▶ Written task: Identify every line in the material below that contains the string "outline", matching case exactly, and copy each of those lines.

** BEGIN Material provided **

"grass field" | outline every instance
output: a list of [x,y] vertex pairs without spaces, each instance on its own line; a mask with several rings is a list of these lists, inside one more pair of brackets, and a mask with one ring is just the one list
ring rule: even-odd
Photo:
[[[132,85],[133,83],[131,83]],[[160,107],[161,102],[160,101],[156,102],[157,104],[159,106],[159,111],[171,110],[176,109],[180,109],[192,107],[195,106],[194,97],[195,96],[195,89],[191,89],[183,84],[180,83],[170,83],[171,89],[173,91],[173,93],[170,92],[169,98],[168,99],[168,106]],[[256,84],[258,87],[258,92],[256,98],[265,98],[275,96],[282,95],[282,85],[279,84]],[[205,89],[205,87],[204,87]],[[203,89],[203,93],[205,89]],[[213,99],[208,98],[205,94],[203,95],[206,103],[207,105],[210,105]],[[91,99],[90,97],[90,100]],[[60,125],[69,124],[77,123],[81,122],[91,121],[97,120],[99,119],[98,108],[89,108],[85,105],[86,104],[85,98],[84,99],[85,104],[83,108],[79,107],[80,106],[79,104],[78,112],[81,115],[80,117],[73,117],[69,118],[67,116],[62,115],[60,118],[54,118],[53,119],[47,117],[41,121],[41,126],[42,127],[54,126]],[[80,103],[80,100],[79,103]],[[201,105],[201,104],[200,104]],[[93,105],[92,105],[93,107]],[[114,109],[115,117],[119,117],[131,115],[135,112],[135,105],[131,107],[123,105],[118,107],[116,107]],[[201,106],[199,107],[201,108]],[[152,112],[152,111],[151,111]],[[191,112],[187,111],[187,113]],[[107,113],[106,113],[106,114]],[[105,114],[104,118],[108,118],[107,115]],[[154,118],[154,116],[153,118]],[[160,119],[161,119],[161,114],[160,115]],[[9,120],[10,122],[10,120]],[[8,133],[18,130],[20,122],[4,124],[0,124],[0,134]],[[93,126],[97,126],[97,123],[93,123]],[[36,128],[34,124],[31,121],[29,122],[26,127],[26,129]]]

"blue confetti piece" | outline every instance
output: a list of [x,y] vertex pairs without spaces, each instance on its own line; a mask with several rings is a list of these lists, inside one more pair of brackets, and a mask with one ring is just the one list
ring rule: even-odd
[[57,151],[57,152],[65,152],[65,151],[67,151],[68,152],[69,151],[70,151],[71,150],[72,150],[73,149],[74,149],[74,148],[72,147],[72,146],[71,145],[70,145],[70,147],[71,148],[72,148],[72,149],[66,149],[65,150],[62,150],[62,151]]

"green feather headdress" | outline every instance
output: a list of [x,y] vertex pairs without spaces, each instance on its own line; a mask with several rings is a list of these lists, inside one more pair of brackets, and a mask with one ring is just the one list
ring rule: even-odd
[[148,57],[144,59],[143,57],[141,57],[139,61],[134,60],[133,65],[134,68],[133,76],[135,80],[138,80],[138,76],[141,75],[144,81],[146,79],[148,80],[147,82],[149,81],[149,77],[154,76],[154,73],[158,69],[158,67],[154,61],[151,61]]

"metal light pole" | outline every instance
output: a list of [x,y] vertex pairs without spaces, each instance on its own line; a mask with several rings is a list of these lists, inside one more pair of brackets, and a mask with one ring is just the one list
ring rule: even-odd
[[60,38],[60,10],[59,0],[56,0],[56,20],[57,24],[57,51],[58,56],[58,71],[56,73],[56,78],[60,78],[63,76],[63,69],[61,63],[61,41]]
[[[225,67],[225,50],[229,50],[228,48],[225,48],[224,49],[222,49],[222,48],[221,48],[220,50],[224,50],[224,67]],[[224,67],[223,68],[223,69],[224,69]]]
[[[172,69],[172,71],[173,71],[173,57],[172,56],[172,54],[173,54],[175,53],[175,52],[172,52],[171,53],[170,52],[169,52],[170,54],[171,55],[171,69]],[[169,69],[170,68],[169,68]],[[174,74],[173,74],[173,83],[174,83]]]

** END Material provided **

▶ Answer to the problem:
"grass field" | outline every instance
"blue confetti piece" | outline every instance
"green feather headdress" | outline every instance
"metal light pole" | outline every instance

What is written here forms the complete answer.